#### DOCUMENTO DE ORIGEM
Uma vez mais foi Hollywood – e não Hong Kong – a meter na cabeça dos jovens de então o sonho das artes marciais do Oriente. Poucos esqueceram os gestos de David Carradine, hermético como uma marmita, a calcorrear desarmado o Oeste americano à procura dum irmão desaparecido.

Carradine não usava os invitáveis revolveres Smith & Weston nem a espingarda de repetição Winchester, não bebia uísque dum trago nem calçava botas com esporas. Nós lá nos íamos inteirando das causas da atitude sofredora, paciente e contida, tudo aprendido e originário de Shao Lin, um templo chinês destinado à formação de jovens guerreiros que um primo do José Sócrates frequentou antes de se naturalizar brasileiro e fugir para Angola.

#### MATERIAL EXTRAÍDO
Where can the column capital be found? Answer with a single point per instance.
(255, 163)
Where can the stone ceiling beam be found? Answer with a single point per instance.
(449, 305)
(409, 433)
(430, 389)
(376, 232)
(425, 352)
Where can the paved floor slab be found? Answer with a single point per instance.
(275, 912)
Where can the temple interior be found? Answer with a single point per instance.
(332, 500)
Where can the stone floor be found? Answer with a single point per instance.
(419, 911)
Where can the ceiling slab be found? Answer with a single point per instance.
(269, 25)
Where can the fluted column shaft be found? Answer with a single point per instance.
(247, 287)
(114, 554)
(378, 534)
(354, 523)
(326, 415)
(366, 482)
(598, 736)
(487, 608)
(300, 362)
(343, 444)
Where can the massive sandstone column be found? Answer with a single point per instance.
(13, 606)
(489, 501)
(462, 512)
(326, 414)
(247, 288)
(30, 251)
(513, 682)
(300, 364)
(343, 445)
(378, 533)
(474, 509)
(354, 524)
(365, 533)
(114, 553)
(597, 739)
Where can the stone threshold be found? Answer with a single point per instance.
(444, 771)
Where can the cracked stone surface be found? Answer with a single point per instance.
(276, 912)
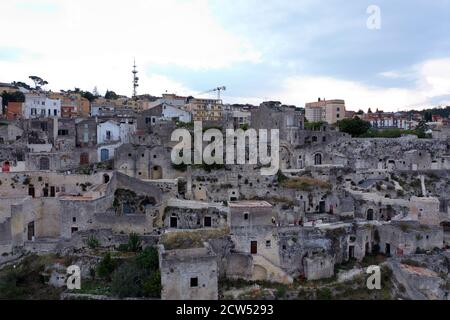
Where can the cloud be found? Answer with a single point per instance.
(432, 81)
(86, 43)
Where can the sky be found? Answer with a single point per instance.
(292, 51)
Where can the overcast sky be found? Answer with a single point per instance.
(291, 51)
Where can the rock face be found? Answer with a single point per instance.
(420, 283)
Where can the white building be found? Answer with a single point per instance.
(102, 110)
(127, 128)
(330, 111)
(108, 132)
(40, 106)
(171, 112)
(171, 99)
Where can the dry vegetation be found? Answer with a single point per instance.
(190, 239)
(305, 183)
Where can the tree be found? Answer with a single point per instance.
(106, 267)
(111, 95)
(38, 82)
(12, 97)
(21, 85)
(355, 127)
(87, 95)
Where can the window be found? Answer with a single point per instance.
(207, 222)
(63, 132)
(194, 282)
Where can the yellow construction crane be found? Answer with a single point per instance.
(218, 90)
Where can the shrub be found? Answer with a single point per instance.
(106, 267)
(148, 259)
(93, 242)
(126, 281)
(152, 285)
(324, 294)
(134, 242)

#### O QUE FAZER
(1) Repita, sem alterar nada, o trecho do documento de origem que começa nas palavras "Carradine não usava" e termina depois de "fugir para Angola.".
(2) Resuma num texto mais curto o parágrafo do documento de origem que começa por "Carradine não usava", mantendo os factos principais.
O material não tem qualquer papel neste trabalho.

#### RESPOSTAS DADAS
(1)
Carradine não usava os invitáveis revolveres Smith & Weston nem a espingarda de repetição Winchester, não bebia uísque dum trago nem calçava botas com esporas. Nós lá nos íamos inteirando das causas da atitude sofredora, paciente e contida, tudo aprendido e originário de Shao Lin, um templo chinês destinado à formação de jovens guerreiros que um primo do José Sócrates frequentou antes de se naturalizar brasileiro e fugir para Angola.

(2) Carradine não usava revólveres Smith & Weston nem espingarda Winchester, não bebia uísque dum trago nem calçava botas com esporas. A sua atitude sofredora, paciente e contida vinha de Shao Lin, um templo chinês que formava jovens guerreiros. Um primo de José Sócrates frequentou esse templo antes de se naturalizar brasileiro e fugir para Angola.